### YOUR INSTRUCTIONS
Extend the passage below about the ratification of the 14th Amendment, carrying it on from its final sentence.

***** EXCERPT PROVIDED

The Joint resolution of Congress and the resulting Proclamation of the Secretary of State also included purported ratifications by the States of Ohio and New Jersey although the Proclamation recognized the fact that the Legislatures of said states, several months previously, had withdrawn their ratifications and effectively rejected the 14th Amendment in January, 1868, and April, 1868.

Therefore, deducting these two states from the purported ratifications of the 14th Amendment, only 23 State ratifications at most could be claimed; whereas the ratification of 28 States, or three-fourths of 37 States in the Union, were required to ratify the 14th Amendment.

From all of the above documented historic facts, it is inescapable that the 14th Amendment never was validly adopted as an article of the Constitution, that it has no legal effect, and it should be declared by the Courts to be unconstitutional, and therefore null, void, and of no effect.

The Constitution Strikes the 14th Amendment with Nullity

The defenders of the 14th Amendment contended that the U.S. Supreme Court has finally decided upon its validity. Such is not the case.

In what is considered the leading case, Coleman v. Miller, 307 U.S. 448, 59 S. Ct. 972, the U. S. Supreme Court did not uphold the validity of the 14th Amendment.

In that case, the Court brushed aside constitutional questions as though they did not exist. For instance, the Court made the statement that:

The legislatures of Georgia, North Carolina, and South Carolina had rejected the amendment in November and December, 1866. New governments were erected in those States (and in others) under the direction of Congress. The new legislatures ratified the amendment, that of North Carolina on July 4, 1868, that of South Carolina on July 9, 1868, and that of Georgia on July 21, 1868.

And the Court gave no consideration to the fact that Georgia, North Carolina and South Carolina were three of the original states of the Union with valid and existing constitutions on an equal footing with other original states and those later admitted into the Union.

What constitutional right did Congress have to remove those state governments and their legislatures under unlawful military power set up by the unconstitutional "Reconstruction Acts," which had for their purpose, the destruction and removal of these legal state governments and the nullification of their Constitutions?

The fact that these three states and seven other Southern States had existing Constitutions, were recognized as states of the Union, again and again; had been divided into judicial districts for holding their district and circuit courts of the United States; had been called upon by Congress to act through their Legislatures upon two Amendments, the 13th and 14th, and by their ratifications had actually made possible the adoption of the 3th Amendment; as well as their state governments having been re-established under Presidential Proclamations, as shown by President Andrew Johnson's Veto message and proclamations, were all brushed aside by the Court in Coleman by the statement that:

New governments were erected in those States (and in others) under the direction of Congress.

**********
***** RECORD EXCERPTS

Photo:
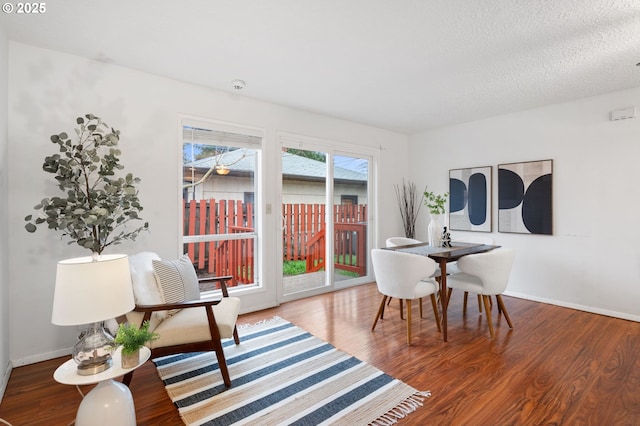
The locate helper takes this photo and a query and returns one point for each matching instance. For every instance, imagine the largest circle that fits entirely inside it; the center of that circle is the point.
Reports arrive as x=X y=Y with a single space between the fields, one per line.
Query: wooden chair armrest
x=179 y=305
x=223 y=282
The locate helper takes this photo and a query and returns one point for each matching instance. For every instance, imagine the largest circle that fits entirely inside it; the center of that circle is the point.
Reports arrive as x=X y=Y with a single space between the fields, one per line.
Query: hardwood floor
x=558 y=366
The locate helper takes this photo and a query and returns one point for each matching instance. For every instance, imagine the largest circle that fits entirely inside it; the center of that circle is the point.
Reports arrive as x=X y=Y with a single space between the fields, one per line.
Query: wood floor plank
x=557 y=366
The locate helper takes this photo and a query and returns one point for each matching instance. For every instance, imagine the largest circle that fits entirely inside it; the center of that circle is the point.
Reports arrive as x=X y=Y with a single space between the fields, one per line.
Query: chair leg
x=126 y=380
x=217 y=347
x=434 y=305
x=379 y=314
x=236 y=338
x=503 y=310
x=409 y=322
x=487 y=310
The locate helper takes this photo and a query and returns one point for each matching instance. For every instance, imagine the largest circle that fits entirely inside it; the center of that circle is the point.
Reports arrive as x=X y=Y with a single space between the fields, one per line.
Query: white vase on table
x=435 y=230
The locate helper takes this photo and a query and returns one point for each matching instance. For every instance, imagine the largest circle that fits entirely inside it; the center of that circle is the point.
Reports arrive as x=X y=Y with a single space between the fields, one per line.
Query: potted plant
x=95 y=205
x=132 y=338
x=436 y=204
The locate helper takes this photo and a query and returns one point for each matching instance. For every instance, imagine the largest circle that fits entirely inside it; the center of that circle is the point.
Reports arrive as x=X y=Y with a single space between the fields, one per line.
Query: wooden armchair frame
x=215 y=344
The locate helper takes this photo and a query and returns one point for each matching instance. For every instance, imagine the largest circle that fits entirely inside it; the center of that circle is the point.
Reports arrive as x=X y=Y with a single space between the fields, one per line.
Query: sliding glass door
x=325 y=217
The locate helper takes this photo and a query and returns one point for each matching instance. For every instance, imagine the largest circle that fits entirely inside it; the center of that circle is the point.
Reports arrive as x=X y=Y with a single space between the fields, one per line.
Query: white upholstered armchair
x=167 y=294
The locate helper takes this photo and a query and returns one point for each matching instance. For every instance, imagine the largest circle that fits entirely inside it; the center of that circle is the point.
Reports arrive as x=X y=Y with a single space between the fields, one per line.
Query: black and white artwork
x=525 y=197
x=470 y=199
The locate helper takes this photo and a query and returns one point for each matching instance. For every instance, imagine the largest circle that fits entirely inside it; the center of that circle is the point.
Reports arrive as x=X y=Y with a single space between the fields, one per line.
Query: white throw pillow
x=145 y=287
x=177 y=280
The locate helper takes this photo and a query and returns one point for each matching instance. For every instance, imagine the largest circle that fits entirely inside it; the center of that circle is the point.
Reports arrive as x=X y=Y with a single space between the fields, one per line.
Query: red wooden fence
x=303 y=236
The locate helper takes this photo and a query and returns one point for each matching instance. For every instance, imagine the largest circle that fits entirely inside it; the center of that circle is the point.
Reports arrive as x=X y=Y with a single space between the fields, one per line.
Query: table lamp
x=90 y=290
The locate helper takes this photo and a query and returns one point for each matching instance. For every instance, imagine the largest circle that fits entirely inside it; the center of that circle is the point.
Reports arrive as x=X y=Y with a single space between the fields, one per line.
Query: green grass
x=299 y=267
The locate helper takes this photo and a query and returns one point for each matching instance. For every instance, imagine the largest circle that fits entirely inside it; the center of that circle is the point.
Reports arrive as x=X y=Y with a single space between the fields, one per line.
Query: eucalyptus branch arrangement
x=435 y=202
x=409 y=205
x=96 y=205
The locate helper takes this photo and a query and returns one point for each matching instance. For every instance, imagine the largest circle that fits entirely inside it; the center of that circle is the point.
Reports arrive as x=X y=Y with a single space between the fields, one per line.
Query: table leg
x=443 y=297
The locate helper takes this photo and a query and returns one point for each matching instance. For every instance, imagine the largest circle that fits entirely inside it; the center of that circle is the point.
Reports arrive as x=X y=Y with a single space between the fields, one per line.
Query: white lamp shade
x=89 y=290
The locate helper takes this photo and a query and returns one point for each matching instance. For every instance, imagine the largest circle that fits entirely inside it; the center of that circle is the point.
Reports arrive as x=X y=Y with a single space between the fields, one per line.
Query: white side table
x=110 y=403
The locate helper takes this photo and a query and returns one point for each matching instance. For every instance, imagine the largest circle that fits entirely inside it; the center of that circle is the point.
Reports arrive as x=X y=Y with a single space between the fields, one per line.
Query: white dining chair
x=452 y=268
x=404 y=241
x=401 y=275
x=485 y=274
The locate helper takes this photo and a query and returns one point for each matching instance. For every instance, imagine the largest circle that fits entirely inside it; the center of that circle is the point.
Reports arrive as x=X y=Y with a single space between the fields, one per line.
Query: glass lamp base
x=93 y=351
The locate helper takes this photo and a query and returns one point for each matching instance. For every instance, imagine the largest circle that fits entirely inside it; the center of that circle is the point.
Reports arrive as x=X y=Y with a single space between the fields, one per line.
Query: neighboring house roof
x=293 y=166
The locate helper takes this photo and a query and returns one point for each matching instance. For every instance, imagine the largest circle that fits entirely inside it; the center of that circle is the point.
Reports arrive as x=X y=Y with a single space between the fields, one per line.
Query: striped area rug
x=282 y=374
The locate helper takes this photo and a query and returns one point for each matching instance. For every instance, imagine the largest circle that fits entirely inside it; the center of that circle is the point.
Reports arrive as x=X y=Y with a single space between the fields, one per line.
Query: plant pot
x=435 y=231
x=130 y=360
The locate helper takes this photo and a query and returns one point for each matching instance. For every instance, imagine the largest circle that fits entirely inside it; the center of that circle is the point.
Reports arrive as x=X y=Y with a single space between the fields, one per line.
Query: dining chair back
x=452 y=268
x=486 y=274
x=402 y=275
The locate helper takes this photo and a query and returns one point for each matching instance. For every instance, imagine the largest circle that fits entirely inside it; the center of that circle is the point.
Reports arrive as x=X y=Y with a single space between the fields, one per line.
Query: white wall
x=592 y=261
x=5 y=368
x=49 y=89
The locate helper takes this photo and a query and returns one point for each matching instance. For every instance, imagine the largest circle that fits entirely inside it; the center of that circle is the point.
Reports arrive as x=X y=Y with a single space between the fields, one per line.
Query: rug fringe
x=402 y=410
x=261 y=322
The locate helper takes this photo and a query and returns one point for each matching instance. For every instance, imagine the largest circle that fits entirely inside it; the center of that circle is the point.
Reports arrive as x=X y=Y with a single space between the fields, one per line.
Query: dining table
x=442 y=256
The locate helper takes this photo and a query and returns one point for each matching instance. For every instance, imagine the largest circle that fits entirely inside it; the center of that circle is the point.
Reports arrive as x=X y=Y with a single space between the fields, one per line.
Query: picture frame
x=525 y=195
x=470 y=199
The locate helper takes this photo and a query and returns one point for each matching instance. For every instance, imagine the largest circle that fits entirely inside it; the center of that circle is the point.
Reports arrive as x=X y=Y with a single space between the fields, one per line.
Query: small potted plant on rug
x=132 y=338
x=435 y=203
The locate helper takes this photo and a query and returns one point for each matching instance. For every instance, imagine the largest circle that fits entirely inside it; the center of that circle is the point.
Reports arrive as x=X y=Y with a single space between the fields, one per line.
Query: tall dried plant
x=409 y=203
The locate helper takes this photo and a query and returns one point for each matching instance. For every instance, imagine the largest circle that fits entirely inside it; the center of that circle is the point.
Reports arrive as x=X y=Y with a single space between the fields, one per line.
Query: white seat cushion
x=191 y=324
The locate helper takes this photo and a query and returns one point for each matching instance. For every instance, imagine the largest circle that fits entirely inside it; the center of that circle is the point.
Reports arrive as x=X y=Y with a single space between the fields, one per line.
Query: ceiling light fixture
x=238 y=84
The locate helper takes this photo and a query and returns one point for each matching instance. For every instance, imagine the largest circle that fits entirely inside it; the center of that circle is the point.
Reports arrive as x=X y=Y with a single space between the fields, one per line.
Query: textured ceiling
x=404 y=65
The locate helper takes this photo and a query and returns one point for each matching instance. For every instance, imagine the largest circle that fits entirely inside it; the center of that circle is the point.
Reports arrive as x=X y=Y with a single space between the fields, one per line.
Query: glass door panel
x=350 y=216
x=218 y=190
x=304 y=239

**********

### FINAL ANSWER
and that these new legislatures ratified the Amendment.

The U.S. Supreme Court overlooked that it previously had held that at no time were these Southern States out of the Union. White v. Hart, 1871, 13 Wall, 646, 654.

In Coleman, the Court did not adjudicate upon the invalidity of the Acts of Congress which set aside those state Constitutions and abolished their state legislatures — the Court simply referred to the fact that their legally constituted legislatures had rejected the 14th Amendment and that the "new legislatures" had ratified the Amendment.

The Court overlooked the fact, too, that the State of Virginia was also one of the original states with its Constitution and Legislature in full operation under its civil government at the time.

The Court also ignored the fact that the other six Southern States, which were given the same treatment by Congress under the unconstitutional "Reconstruction Acts," all had legal constitutions and a republican form government in each state, as was recognized by Congress by its admission of those states into the Union. The Court certainly must take judicial cognizance of the fact that before a new state is admitted by Congress into the Union, Congress enacts an Enabling Act, to enable the inhabitants of the territory to adopt a Constitution to set up a republican form of government as a condition precedent to the admission of the state into the Union, and upon approval of such Constitution, Congress then passes the Act of Admission of such state.

All this was ignored and brushed aside by the Court in the Coleman case. However, in Coleman the Court inadvertently said this:

Whenever official notice is received at the Department of State that any amendment proposed to the Constitution of the United States had been adopted, according to the provisions of the Constitution, the Secretary of State shall forthwith cause the amendment to be published, with his certificate, specifying the States by which the same may have been adopted, and that the same has become valid, to all intents and purposes, as a part of the Constitution of the United States.

In Hawke v. Smith, 1920, 253 U.S. 221, 40 S. Ct. 227, the U.S. Supreme Court unmistakably held:

The fifth article is a grant of authority by the people to Congress. The determination of the method of ratification is the exercise of a national power specifically granted by the Constitution: that power is conferred upon Congress, and is limited to two methods, by auction of the Legislatures of three-fourths of the states, or conventions in a like number of states.Dodge v. Woolsey, 18 How. 331, 348, 15 L. Ed. 401. The framers of the Constitution might have adopted a different method. Ratification might have been left to a vote of the people, or to some authority of government other than that selected. The language of the article is plain, and admits of no doubt in its interpretation. It is not the function of courts or legislative bodies, national or state, to alter the method which the Constitution has fixed.

We submit that in none of the cases, in. which the Court avoided the constitutional issues involved in the composition of the Congress which adopted the Joint Resolution for the 14th Amendment, did the Court pass upon the constitutionality of the Congress which purported to adopt the Joint Resolution for the 14th Amendment, with 80 Representatives and 23 Senators ' in effect, forcibly ejected or denied their seats and their votes on the Joint Resolution proposing the Amendment, in order to pass the same by a two-thirds vote, as pointed out in the New Jersey Legislature Resolution on March 27, 1868.

The constitutional requirements set forth in Article V of the Constitution permit Congress to propose amendments only whenever two-thirds of both houses shall deem it necessary. That is, two thirds of both houses then constituted without forcible ejections.

Such a fragmentary Congress also violated the constitutional requirements of Article V that no state, without its consent, shall be deprived of its equal suffrage in the Senate.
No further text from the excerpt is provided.